▸ Instructions for the task
Count the lines in the rows below that contain the word "field" and reply with that number alone.

....

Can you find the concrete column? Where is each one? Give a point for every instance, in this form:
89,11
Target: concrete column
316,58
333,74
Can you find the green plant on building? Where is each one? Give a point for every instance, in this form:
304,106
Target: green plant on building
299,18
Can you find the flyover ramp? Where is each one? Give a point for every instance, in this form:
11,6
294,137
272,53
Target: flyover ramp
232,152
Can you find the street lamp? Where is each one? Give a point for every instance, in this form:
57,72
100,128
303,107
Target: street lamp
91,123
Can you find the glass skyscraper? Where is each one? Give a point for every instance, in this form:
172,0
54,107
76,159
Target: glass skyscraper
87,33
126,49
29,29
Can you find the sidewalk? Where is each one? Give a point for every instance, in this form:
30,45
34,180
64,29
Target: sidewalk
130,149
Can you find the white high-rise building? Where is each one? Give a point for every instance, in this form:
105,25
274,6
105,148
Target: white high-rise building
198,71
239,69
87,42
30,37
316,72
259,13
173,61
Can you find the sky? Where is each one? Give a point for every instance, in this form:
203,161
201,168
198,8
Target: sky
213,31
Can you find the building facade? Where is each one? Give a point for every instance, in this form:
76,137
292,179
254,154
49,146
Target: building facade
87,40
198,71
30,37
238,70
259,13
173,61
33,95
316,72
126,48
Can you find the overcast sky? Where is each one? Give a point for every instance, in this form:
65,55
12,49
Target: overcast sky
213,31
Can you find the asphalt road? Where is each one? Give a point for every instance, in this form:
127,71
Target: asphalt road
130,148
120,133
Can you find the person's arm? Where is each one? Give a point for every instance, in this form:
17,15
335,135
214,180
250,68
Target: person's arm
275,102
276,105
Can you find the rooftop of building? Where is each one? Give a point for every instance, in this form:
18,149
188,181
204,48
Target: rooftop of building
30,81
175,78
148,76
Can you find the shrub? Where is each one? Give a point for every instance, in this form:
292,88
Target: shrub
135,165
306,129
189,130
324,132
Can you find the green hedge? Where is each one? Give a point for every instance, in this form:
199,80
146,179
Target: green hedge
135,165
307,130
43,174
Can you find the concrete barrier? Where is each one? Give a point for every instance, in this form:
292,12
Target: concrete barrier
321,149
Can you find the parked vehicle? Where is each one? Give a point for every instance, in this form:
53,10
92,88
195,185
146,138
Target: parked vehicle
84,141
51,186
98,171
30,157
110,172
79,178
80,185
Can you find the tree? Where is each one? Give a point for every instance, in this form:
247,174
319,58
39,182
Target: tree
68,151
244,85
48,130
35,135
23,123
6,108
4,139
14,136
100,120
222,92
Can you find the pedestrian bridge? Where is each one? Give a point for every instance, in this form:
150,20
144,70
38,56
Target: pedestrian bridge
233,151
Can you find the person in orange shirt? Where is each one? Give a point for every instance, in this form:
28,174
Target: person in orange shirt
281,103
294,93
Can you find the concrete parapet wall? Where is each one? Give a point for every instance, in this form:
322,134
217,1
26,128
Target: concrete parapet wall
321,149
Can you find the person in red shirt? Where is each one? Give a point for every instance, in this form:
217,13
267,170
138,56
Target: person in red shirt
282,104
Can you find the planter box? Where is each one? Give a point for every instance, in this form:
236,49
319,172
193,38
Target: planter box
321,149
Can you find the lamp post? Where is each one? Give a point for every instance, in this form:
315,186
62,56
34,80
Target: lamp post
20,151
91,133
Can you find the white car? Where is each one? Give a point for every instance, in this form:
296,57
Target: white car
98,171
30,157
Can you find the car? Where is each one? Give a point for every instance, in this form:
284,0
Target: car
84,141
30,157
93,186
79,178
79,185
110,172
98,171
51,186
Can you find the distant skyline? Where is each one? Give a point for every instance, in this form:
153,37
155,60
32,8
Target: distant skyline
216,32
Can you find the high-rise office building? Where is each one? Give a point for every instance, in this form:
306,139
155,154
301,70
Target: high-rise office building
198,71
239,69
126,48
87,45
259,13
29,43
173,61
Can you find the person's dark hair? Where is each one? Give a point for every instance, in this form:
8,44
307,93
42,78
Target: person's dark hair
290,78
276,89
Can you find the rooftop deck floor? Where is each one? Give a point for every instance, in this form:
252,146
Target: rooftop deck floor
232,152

....

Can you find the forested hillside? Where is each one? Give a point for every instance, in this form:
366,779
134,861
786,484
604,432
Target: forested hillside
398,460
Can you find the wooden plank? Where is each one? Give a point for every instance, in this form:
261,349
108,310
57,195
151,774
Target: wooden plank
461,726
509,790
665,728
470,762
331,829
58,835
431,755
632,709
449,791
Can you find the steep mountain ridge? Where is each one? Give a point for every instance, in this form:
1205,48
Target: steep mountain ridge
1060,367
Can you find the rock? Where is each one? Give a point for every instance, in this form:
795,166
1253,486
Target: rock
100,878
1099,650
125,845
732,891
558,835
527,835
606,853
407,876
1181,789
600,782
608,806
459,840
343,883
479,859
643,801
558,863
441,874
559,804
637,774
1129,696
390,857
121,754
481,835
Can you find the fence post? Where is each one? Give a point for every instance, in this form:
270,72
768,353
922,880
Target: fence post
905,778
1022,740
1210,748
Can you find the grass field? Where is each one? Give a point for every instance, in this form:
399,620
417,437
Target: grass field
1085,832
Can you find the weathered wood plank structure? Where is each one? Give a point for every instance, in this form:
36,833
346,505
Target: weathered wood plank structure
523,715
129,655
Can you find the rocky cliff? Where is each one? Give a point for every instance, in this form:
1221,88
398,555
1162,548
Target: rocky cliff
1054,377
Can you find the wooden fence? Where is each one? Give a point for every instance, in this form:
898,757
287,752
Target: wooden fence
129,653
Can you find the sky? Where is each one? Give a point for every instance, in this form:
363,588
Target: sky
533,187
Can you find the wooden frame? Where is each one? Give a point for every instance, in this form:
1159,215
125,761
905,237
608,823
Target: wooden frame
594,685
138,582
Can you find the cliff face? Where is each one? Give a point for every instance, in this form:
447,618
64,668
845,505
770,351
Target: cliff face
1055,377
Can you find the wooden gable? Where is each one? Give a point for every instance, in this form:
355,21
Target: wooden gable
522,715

....

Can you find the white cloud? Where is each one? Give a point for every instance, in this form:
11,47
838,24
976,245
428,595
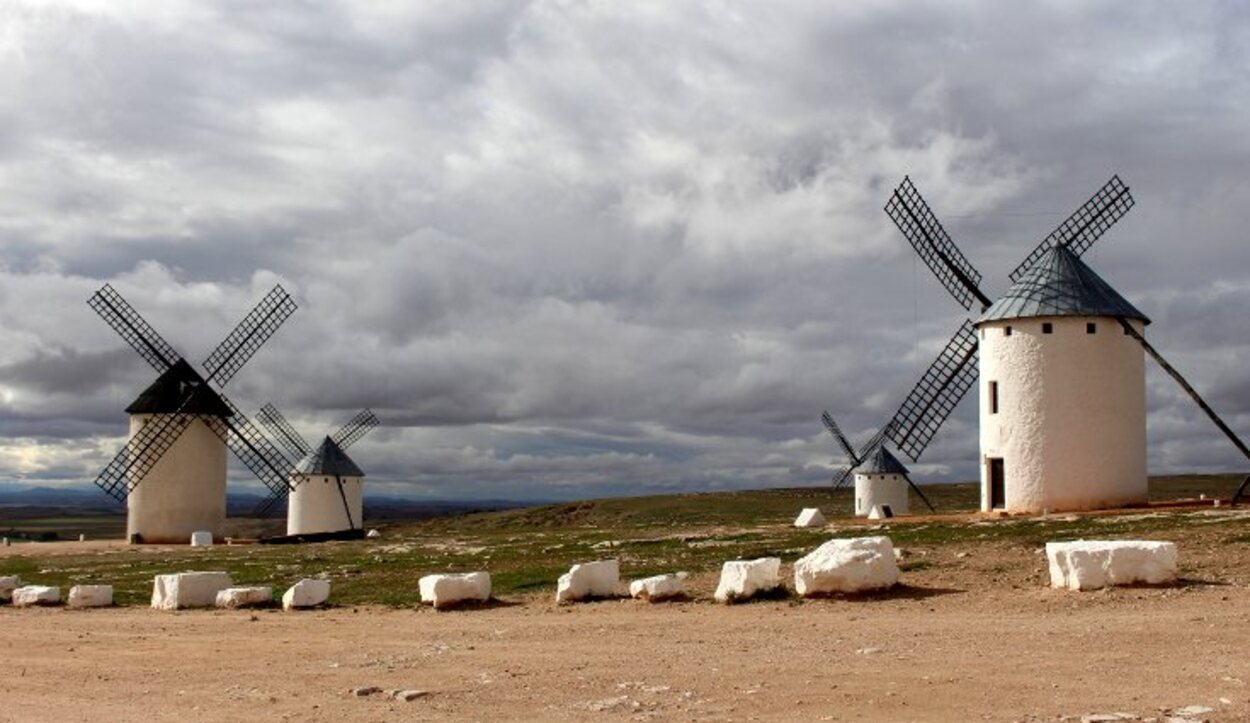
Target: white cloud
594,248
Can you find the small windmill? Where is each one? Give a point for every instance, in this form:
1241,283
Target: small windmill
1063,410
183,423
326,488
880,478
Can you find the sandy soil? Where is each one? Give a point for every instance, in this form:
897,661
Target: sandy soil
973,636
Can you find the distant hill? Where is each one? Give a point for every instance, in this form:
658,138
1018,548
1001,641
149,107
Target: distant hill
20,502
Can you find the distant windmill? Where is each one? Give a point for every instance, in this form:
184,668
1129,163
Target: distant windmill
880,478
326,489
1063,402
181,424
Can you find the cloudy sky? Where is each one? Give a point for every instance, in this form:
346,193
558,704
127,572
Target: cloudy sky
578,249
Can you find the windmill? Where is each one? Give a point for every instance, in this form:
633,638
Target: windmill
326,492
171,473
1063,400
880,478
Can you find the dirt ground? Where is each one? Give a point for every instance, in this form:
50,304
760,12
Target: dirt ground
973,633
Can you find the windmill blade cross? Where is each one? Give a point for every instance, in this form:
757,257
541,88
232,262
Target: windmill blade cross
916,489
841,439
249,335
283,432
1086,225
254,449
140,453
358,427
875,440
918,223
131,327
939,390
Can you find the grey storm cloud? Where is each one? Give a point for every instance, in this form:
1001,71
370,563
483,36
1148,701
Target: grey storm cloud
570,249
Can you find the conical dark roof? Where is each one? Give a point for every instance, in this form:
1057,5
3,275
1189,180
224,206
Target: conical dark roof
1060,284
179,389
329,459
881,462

....

▸ Result of the exercise
2